TEXT SHOWN:
● ● ●

“World’s most intelligent prosthetic leg” nominated for MacRobert Award

A robotic limb equipped with knee and ankle joints that constantly “talk” to each other, allowing the leg to adapt to its environment, has been nominated for the 2016 MacRobert Award.

World's most intelligent prosthetic leg
World’s most intelligent prosthetic leg

The prosthetic limb, known as the Linx, is one of three finalists for the £50,000 prize, awarded by the Royal Academy of Engineering.

The Linx, developed by Basingstoke-based prosthetics specialist Blatchford, is the first limb to be equipped with integrated robotic control of the knee and foot, in which the two joints work together in the same way as a human leg.

An array of sensors across the knee and ankle continuously collect data on their surrounding environment, and the terrain on which the wearer is walking or standing.

A central processor collects this information and uses specially developed software, called Mi² (Motion integrated intelligence), to adapt the position of the knee and ankle in response, according to Prof Sayeed Zahedi, technical director at Blatchford.

“We use a whole array of sensors to sense the environment, whether the person is standing, sitting, walking on the flat, going up or down a ramp, or up or down stairs,” he said. “We can then use information from those sensors that are measuring the ankle function to instruct the knee, and use the knee sensors to instruct the ankle, so there is a continuous dialogue between the two joints.”

Prosthetic limb wearers use a considerable amount of concentration and energy in just keeping steady whilst standing still. This can lead to lower back pain and hip problems, said Zahedi.

So the Linx is designed to sense when the wearer comes to a standstill, and automatically lock in position. Then, when the user wants to move on, the sensors unlock the joints again.

By redistributing the load more evenly at the point at which the prosthesis meets the leg, the system also helps to increase the wearer’s comfort, Zahedi said.

To fit a patient with the Linx, a clinician calibrates the limb’s central processor using a specially developed algorithm. This process allows the limb to learn and adapt to its wearer’s natural walking speed and style.

The calibration process is much quicker than those for previous robotic limbs, as the ankle and knee are able to continuously talk to each other, allowing the smart algorithm to adjust both joints simultaneously.

● ● ●

MATERIAL SHOWN:
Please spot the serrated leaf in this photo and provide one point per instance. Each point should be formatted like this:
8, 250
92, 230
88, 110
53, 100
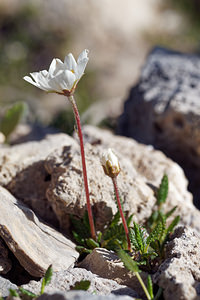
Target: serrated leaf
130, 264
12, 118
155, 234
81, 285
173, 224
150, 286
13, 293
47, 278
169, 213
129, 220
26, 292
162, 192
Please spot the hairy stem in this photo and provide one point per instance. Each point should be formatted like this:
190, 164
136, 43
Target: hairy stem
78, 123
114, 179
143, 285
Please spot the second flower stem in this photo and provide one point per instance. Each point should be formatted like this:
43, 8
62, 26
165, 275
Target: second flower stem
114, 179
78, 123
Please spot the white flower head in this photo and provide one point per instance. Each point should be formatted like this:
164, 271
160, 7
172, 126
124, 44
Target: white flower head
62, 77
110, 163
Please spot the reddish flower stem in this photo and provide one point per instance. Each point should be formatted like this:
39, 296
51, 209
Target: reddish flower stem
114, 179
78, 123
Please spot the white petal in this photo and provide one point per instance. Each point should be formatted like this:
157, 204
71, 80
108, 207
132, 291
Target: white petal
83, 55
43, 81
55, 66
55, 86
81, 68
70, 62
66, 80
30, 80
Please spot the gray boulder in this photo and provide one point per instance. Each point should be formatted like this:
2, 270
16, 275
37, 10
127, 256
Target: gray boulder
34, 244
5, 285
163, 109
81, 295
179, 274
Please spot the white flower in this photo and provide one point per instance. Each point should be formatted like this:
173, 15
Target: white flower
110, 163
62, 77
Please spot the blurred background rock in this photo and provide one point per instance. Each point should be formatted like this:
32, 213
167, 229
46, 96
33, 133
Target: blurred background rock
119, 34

● ● ●

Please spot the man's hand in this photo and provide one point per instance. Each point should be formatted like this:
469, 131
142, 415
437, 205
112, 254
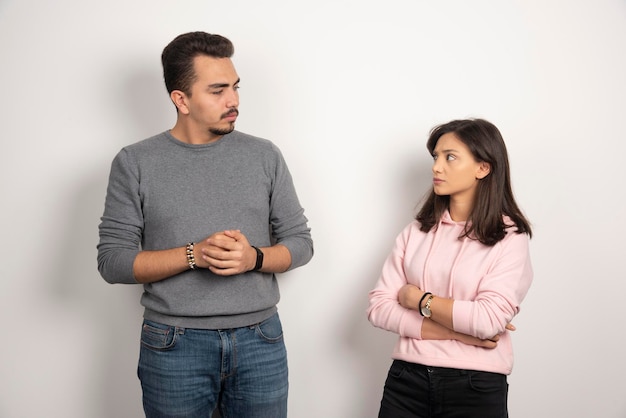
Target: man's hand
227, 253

● ● ●

TASK SET:
(1) From the Linx article, repeat word for word the passage starting at "An array of" and ending at "director at Blatchford.".
(2) Condense the paragraph of the Linx article that opens with "To fit a patient with the Linx" into a short bulleted list that keeps its main facts.

TASK RESPONSES:
(1)
An array of sensors across the knee and ankle continuously collect data on their surrounding environment, and the terrain on which the wearer is walking or standing.

A central processor collects this information and uses specially developed software, called Mi² (Motion integrated intelligence), to adapt the position of the knee and ankle in response, according to Prof Sayeed Zahedi, technical director at Blatchford.

(2)
- When fitting a patient, a clinician calibrates the limb's central processor using a specially developed algorithm.
- This calibration lets the limb learn and adapt to the wearer's natural walking speed and style.